◆ **Required work**: Pull out every line of the listing below that contains the string "blazer", treating uppercase and lowercase as different.

◆ **Entries**:
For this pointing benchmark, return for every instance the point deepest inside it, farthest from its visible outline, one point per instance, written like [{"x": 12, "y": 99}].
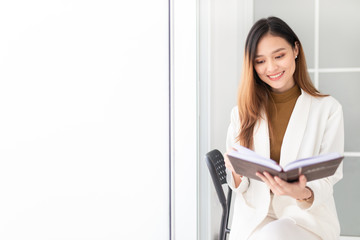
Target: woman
[{"x": 281, "y": 115}]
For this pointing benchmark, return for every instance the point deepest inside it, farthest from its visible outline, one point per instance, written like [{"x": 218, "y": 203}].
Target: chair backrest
[{"x": 215, "y": 162}]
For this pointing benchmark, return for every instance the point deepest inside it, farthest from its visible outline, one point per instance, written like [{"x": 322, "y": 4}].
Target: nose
[{"x": 271, "y": 66}]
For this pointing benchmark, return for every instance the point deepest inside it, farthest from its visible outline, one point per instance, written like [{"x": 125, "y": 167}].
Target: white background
[{"x": 84, "y": 130}]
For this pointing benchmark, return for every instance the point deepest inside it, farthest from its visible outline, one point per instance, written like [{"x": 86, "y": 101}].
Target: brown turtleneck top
[{"x": 280, "y": 109}]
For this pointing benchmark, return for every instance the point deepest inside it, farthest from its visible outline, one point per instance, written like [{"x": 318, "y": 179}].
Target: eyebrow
[{"x": 277, "y": 50}]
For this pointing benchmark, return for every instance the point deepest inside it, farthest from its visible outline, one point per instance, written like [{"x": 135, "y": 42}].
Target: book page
[
  {"x": 251, "y": 156},
  {"x": 311, "y": 160}
]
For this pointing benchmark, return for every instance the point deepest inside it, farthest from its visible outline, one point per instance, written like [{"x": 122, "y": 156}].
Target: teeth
[{"x": 275, "y": 76}]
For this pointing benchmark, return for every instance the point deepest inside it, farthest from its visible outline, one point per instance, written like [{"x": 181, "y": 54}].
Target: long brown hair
[{"x": 253, "y": 95}]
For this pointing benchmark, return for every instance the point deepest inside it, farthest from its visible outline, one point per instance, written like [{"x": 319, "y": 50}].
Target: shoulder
[{"x": 324, "y": 104}]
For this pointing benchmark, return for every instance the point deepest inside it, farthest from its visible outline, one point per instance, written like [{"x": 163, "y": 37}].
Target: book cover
[{"x": 246, "y": 163}]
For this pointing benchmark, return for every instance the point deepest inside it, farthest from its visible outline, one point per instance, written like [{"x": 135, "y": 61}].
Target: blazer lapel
[{"x": 295, "y": 130}]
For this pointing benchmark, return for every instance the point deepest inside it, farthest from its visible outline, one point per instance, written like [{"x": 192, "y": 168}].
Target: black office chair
[{"x": 215, "y": 162}]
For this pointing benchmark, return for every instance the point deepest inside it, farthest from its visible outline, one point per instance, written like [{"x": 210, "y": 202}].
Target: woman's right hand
[{"x": 228, "y": 165}]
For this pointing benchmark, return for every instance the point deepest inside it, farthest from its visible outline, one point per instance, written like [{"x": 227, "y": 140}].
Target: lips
[{"x": 276, "y": 76}]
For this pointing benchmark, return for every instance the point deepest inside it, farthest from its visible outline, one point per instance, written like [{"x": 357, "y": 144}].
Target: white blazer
[{"x": 315, "y": 127}]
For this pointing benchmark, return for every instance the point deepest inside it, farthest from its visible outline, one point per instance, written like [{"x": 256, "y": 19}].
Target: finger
[
  {"x": 263, "y": 178},
  {"x": 270, "y": 178},
  {"x": 275, "y": 187},
  {"x": 302, "y": 181}
]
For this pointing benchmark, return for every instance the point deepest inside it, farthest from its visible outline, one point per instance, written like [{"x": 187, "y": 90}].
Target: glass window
[
  {"x": 345, "y": 88},
  {"x": 339, "y": 37},
  {"x": 347, "y": 195}
]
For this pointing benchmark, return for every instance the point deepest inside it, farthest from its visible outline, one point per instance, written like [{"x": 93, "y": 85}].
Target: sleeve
[
  {"x": 332, "y": 141},
  {"x": 230, "y": 140}
]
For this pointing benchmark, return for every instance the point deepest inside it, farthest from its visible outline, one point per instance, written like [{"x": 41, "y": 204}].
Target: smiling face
[{"x": 275, "y": 62}]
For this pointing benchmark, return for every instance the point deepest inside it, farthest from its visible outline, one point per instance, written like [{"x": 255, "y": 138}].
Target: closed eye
[
  {"x": 259, "y": 61},
  {"x": 279, "y": 56}
]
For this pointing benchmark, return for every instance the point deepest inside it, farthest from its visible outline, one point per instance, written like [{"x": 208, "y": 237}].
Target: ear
[{"x": 296, "y": 48}]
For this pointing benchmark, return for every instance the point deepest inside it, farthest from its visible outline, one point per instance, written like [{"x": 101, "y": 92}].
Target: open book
[{"x": 246, "y": 163}]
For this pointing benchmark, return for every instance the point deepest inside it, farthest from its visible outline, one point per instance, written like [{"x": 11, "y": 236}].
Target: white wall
[
  {"x": 223, "y": 30},
  {"x": 84, "y": 130}
]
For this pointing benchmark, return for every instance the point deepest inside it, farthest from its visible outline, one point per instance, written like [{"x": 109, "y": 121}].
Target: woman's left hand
[{"x": 295, "y": 190}]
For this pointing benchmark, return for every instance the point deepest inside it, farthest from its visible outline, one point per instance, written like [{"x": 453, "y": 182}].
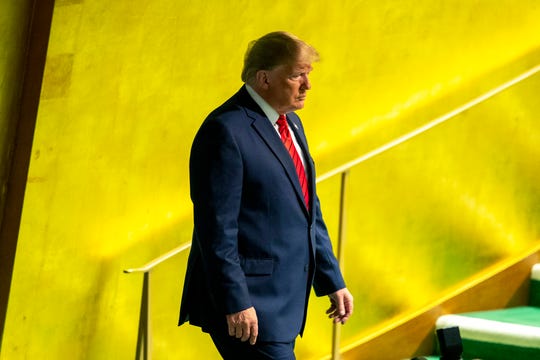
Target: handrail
[
  {"x": 143, "y": 342},
  {"x": 149, "y": 266}
]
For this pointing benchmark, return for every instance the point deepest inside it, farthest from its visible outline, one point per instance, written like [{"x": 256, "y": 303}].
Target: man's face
[{"x": 287, "y": 86}]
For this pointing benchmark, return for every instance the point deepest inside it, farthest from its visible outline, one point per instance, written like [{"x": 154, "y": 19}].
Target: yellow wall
[{"x": 126, "y": 86}]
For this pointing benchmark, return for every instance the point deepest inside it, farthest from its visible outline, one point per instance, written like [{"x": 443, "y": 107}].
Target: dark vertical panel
[{"x": 39, "y": 23}]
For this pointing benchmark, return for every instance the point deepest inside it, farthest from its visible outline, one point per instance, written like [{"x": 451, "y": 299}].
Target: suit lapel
[
  {"x": 261, "y": 124},
  {"x": 264, "y": 128}
]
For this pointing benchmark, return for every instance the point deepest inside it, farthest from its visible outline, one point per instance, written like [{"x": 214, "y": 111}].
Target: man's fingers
[
  {"x": 243, "y": 325},
  {"x": 239, "y": 332}
]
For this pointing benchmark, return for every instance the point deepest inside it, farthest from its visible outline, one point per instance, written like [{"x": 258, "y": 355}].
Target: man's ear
[{"x": 261, "y": 78}]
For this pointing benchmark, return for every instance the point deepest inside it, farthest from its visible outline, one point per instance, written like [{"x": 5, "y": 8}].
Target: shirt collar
[{"x": 269, "y": 111}]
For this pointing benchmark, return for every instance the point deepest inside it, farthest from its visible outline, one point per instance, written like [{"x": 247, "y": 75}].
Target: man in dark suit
[{"x": 259, "y": 240}]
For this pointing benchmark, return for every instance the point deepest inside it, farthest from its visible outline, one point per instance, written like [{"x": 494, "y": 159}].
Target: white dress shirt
[{"x": 273, "y": 116}]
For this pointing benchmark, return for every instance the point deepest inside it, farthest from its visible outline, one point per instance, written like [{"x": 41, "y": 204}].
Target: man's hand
[
  {"x": 244, "y": 325},
  {"x": 341, "y": 307}
]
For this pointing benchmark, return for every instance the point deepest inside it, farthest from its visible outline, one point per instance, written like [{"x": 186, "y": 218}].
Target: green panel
[
  {"x": 534, "y": 295},
  {"x": 522, "y": 315},
  {"x": 492, "y": 351}
]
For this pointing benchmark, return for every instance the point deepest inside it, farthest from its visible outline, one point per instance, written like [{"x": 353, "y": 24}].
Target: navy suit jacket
[{"x": 254, "y": 241}]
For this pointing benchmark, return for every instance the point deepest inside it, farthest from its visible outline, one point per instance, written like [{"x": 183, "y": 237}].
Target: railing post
[
  {"x": 336, "y": 333},
  {"x": 143, "y": 338}
]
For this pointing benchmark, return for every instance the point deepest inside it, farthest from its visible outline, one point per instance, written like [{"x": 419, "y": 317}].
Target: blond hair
[{"x": 274, "y": 49}]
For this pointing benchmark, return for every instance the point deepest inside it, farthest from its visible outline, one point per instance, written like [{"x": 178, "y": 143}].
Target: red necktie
[{"x": 289, "y": 144}]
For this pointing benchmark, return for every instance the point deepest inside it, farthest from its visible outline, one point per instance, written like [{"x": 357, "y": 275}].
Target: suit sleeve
[
  {"x": 216, "y": 188},
  {"x": 328, "y": 278}
]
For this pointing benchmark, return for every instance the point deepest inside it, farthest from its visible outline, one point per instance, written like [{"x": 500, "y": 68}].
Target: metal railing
[{"x": 143, "y": 340}]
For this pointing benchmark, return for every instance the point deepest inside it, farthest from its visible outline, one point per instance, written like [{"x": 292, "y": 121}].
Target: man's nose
[{"x": 306, "y": 83}]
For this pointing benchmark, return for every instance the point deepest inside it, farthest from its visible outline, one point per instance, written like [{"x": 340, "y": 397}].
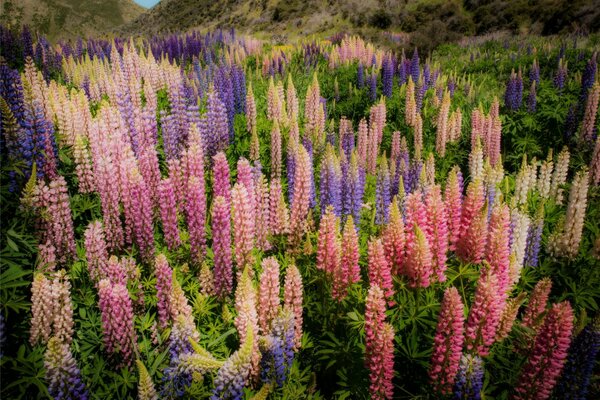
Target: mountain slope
[{"x": 69, "y": 18}]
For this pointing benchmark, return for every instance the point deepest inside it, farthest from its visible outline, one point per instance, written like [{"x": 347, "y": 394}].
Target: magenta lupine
[
  {"x": 168, "y": 213},
  {"x": 221, "y": 231},
  {"x": 268, "y": 300},
  {"x": 448, "y": 342},
  {"x": 498, "y": 246},
  {"x": 292, "y": 300},
  {"x": 164, "y": 275},
  {"x": 437, "y": 230},
  {"x": 221, "y": 184},
  {"x": 329, "y": 245},
  {"x": 533, "y": 317},
  {"x": 302, "y": 190},
  {"x": 195, "y": 208},
  {"x": 379, "y": 346},
  {"x": 379, "y": 270},
  {"x": 546, "y": 360},
  {"x": 242, "y": 215},
  {"x": 117, "y": 320},
  {"x": 453, "y": 201},
  {"x": 484, "y": 315},
  {"x": 95, "y": 250},
  {"x": 394, "y": 239}
]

◆ **Exercise response**:
Target: blazer lapel
Target: white blazer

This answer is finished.